■ What to produce
Reproduce every one of the rows below word for word, leaving the pictures out.

■ Record set
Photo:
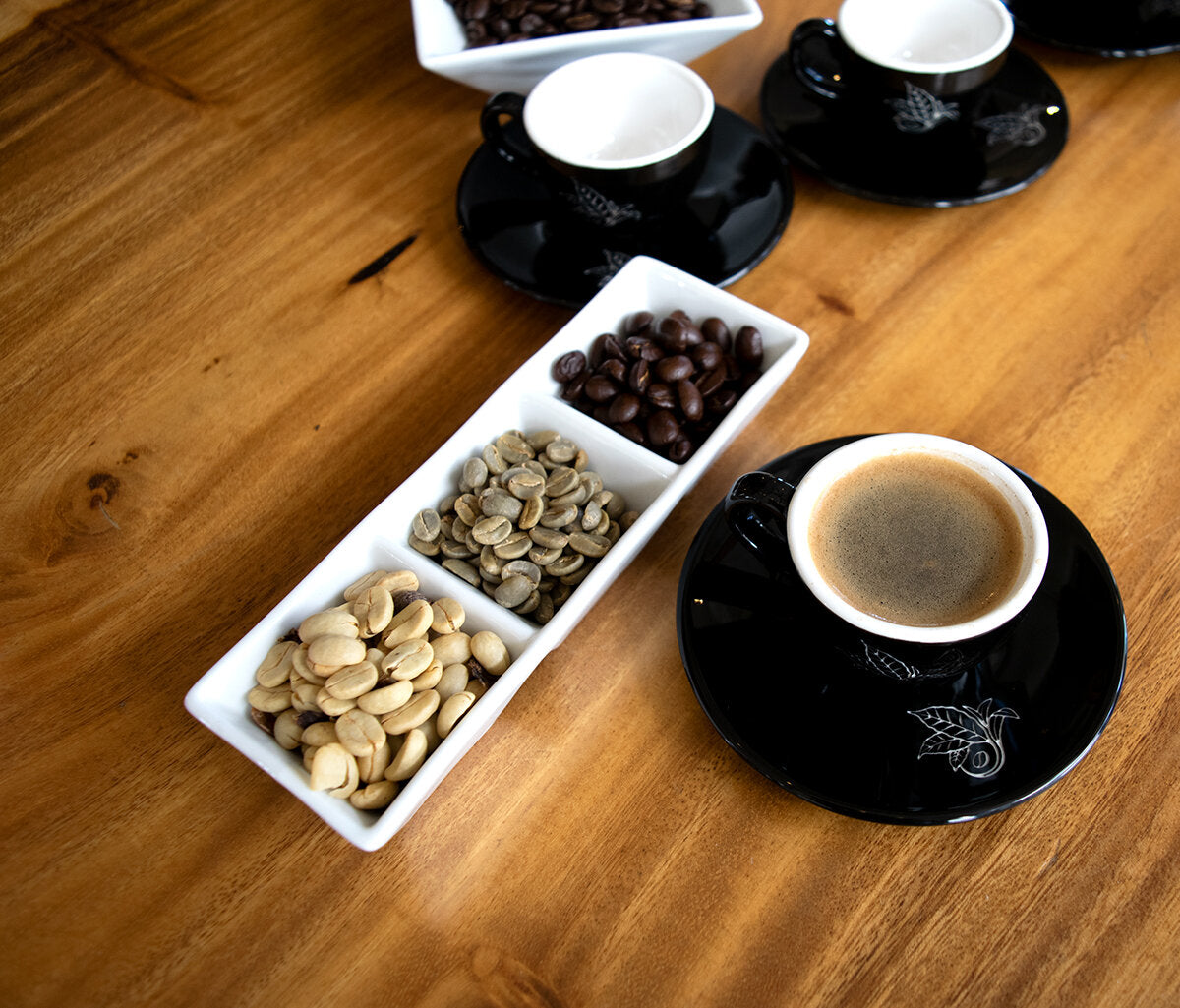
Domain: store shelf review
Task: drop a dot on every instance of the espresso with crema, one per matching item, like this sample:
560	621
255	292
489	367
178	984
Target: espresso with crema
917	540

■ Solution for this problem
Photo:
Domain: store shelf review
Task: drop a dot on every instance of the espresso with crema, one per matching item, like this sample:
560	621
255	292
489	367
178	984
Target: espresso with crema
917	540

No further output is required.